> The records:

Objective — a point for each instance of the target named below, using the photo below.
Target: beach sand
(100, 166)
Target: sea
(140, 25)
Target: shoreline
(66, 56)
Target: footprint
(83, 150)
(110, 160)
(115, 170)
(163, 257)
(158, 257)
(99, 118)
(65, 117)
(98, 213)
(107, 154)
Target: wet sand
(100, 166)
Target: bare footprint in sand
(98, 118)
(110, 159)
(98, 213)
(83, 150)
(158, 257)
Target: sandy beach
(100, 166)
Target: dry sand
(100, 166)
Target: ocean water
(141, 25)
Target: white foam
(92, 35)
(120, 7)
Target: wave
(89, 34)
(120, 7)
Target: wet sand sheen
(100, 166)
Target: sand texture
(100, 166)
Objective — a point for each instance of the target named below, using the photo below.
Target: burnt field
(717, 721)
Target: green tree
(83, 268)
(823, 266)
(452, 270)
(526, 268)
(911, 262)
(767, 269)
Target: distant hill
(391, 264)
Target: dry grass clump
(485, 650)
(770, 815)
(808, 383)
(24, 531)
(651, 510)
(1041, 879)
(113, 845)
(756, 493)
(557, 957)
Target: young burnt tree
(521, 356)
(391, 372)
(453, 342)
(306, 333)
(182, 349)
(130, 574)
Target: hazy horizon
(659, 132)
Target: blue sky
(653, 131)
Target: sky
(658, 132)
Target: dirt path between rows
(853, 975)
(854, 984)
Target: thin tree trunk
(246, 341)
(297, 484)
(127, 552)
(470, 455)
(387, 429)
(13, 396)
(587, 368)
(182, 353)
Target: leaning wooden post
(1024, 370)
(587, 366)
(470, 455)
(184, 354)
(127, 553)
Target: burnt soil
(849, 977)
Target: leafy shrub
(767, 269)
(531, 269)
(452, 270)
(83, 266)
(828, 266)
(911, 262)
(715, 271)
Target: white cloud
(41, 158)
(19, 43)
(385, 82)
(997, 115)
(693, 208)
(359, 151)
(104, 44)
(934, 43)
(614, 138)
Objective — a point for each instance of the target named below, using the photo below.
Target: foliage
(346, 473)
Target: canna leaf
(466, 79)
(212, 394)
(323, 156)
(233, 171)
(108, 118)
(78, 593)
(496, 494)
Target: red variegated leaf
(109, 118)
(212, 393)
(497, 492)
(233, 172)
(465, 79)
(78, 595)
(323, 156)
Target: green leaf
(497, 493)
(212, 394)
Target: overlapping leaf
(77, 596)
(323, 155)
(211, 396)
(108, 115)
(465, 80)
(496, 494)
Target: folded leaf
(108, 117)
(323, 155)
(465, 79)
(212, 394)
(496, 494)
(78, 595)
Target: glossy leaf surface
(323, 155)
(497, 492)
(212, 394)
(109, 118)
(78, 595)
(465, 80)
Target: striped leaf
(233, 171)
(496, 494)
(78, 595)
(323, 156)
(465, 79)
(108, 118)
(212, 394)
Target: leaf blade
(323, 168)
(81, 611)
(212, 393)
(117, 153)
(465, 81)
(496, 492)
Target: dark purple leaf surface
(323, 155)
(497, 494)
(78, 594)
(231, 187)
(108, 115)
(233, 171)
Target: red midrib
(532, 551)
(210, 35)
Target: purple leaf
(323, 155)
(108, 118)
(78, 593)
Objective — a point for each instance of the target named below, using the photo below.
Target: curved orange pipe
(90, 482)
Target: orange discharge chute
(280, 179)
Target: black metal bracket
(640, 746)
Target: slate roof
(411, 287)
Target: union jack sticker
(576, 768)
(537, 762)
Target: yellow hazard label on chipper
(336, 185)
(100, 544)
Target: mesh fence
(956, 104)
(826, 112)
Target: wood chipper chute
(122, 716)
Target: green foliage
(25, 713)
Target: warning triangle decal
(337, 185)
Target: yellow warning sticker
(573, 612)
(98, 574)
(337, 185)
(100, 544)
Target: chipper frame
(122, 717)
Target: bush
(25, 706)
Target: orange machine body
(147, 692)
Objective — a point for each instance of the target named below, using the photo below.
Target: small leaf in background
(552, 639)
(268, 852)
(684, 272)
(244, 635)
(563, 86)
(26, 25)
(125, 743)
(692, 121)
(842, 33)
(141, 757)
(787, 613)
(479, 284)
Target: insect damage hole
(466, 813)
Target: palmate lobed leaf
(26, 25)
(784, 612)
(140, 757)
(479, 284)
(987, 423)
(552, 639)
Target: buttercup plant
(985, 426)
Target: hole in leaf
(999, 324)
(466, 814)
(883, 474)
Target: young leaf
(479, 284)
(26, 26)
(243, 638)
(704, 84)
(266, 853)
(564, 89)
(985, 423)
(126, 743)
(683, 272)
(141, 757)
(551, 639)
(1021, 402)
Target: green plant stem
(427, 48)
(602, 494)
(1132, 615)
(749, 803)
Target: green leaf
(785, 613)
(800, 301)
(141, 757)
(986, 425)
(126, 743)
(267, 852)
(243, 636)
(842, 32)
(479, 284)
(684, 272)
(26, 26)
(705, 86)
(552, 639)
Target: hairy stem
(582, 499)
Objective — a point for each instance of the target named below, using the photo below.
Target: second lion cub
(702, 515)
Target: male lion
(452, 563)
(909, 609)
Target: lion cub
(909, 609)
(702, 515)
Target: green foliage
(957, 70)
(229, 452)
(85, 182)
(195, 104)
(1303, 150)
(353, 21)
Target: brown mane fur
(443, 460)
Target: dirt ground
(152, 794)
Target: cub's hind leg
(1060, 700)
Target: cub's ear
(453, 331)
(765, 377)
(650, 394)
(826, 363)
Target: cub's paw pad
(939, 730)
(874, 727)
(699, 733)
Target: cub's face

> What the task requires:
Copy every record above exactly as it appears.

> Solution to this problem:
Objective — a point for each instance of the target named below, using the photo below.
Target: beach sand
(100, 166)
Target: sea
(140, 25)
Target: shoreline
(66, 56)
Target: footprint
(83, 150)
(110, 160)
(115, 170)
(163, 257)
(158, 257)
(99, 118)
(65, 117)
(98, 213)
(107, 154)
Target: wet sand
(100, 166)
Target: bare footprint in sand
(98, 118)
(110, 159)
(98, 213)
(83, 150)
(158, 257)
Target: sandy beach
(100, 166)
Target: dry sand
(100, 166)
Target: ocean water
(141, 25)
Target: white foam
(92, 35)
(120, 7)
Target: wave
(89, 34)
(120, 7)
Target: wet sand sheen
(100, 166)
Target: sand texture
(100, 166)
Objective — a point for each instance of the target named below, using the photo below.
Target: burnt field
(717, 721)
Target: green tree
(83, 268)
(823, 266)
(452, 270)
(526, 268)
(911, 262)
(767, 269)
Target: distant hill
(391, 264)
Target: dry grass clump
(485, 650)
(770, 815)
(808, 383)
(24, 531)
(651, 510)
(1041, 879)
(113, 845)
(756, 493)
(557, 957)
Target: young burnt tree
(521, 356)
(391, 372)
(453, 342)
(306, 333)
(182, 349)
(130, 574)
Target: hazy horizon
(659, 132)
Target: blue sky
(653, 131)
Target: sky
(658, 132)
Target: dirt path between rows
(853, 975)
(854, 984)
Target: thin tree trunk
(246, 341)
(297, 484)
(127, 552)
(470, 455)
(387, 429)
(13, 396)
(587, 368)
(182, 353)
Target: leaning wooden post
(1024, 370)
(587, 366)
(470, 455)
(184, 354)
(127, 553)
Target: burnt soil
(849, 977)
Target: leafy shrub
(767, 269)
(531, 269)
(452, 270)
(83, 266)
(828, 266)
(911, 262)
(715, 271)
Target: white cloud
(41, 158)
(19, 43)
(385, 82)
(997, 115)
(693, 208)
(359, 151)
(104, 44)
(934, 43)
(614, 138)
Objective — a point for each instance of the target named below, using the photo below.
Target: foliage
(346, 473)
Target: canna leaf
(466, 79)
(212, 394)
(323, 156)
(233, 171)
(108, 118)
(78, 593)
(496, 494)
Target: red variegated leaf
(109, 118)
(212, 393)
(497, 492)
(233, 172)
(465, 79)
(78, 595)
(323, 156)
Target: green leaf
(497, 493)
(212, 394)
Target: overlapping leaf
(77, 596)
(323, 155)
(211, 396)
(108, 115)
(465, 80)
(496, 494)
Target: folded leaf
(108, 117)
(323, 155)
(465, 79)
(212, 394)
(496, 494)
(78, 595)
Target: glossy leaf surface
(323, 155)
(497, 492)
(212, 394)
(109, 118)
(78, 595)
(465, 80)
Target: striped leaf
(233, 171)
(496, 494)
(78, 595)
(323, 156)
(465, 79)
(108, 118)
(212, 394)
Target: leaf blade
(323, 168)
(81, 611)
(212, 393)
(117, 153)
(465, 81)
(496, 492)
Target: dark purple leaf surface
(323, 155)
(497, 494)
(78, 594)
(231, 187)
(108, 115)
(233, 171)
Target: red midrib
(532, 551)
(210, 35)
Target: purple leaf
(323, 155)
(108, 118)
(78, 593)
Objective — a point for each instance of the target named below, using the photo below.
Target: curved orange pipe
(90, 482)
Target: orange discharge chute
(280, 179)
Target: black metal bracket
(640, 746)
Target: slate roof
(411, 287)
Target: union jack sticker
(576, 768)
(537, 762)
Target: yellow hazard label on chipper
(336, 185)
(100, 544)
Target: mesh fence
(956, 104)
(826, 112)
Target: wood chipper chute
(122, 716)
Target: green foliage
(25, 713)
Target: warning triangle decal
(337, 185)
Target: yellow warning sticker
(573, 612)
(98, 574)
(337, 185)
(100, 544)
Target: chipper frame
(122, 717)
Target: bush
(25, 706)
Target: orange machine body
(147, 692)
Objective — a point for each instance of the target named below, using the photo below.
Target: small leaf in background
(552, 639)
(268, 852)
(684, 272)
(244, 635)
(563, 86)
(26, 25)
(125, 743)
(692, 121)
(842, 33)
(141, 757)
(787, 613)
(479, 284)
Target: insect damage hole
(466, 813)
Target: palmate lobed leaf
(26, 25)
(784, 612)
(140, 757)
(479, 284)
(987, 423)
(552, 639)
Target: buttercup plant
(985, 426)
Target: hole in leaf
(999, 324)
(466, 814)
(883, 474)
Target: young leaf
(479, 284)
(26, 26)
(243, 638)
(704, 84)
(266, 853)
(564, 89)
(985, 423)
(126, 743)
(683, 272)
(141, 757)
(551, 639)
(1021, 402)
Target: green plant stem
(427, 48)
(602, 494)
(1132, 615)
(749, 803)
Target: green leaf
(785, 613)
(800, 301)
(141, 757)
(986, 425)
(126, 743)
(267, 852)
(243, 636)
(842, 32)
(479, 284)
(684, 272)
(26, 26)
(705, 86)
(552, 639)
Target: hairy stem
(582, 499)
Objective — a point for each instance of the target named below, using the photo below.
Target: second lion cub
(702, 515)
Target: male lion
(452, 563)
(909, 609)
Target: lion cub
(909, 609)
(702, 515)
Target: green foliage
(957, 70)
(229, 452)
(85, 182)
(195, 104)
(1303, 150)
(353, 21)
Target: brown mane fur
(443, 460)
Target: dirt ground
(152, 794)
Target: cub's hind leg
(1060, 700)
Target: cub's ear
(453, 331)
(765, 377)
(650, 394)
(826, 363)
Target: cub's paw pad
(939, 730)
(874, 727)
(699, 733)
Target: cub's face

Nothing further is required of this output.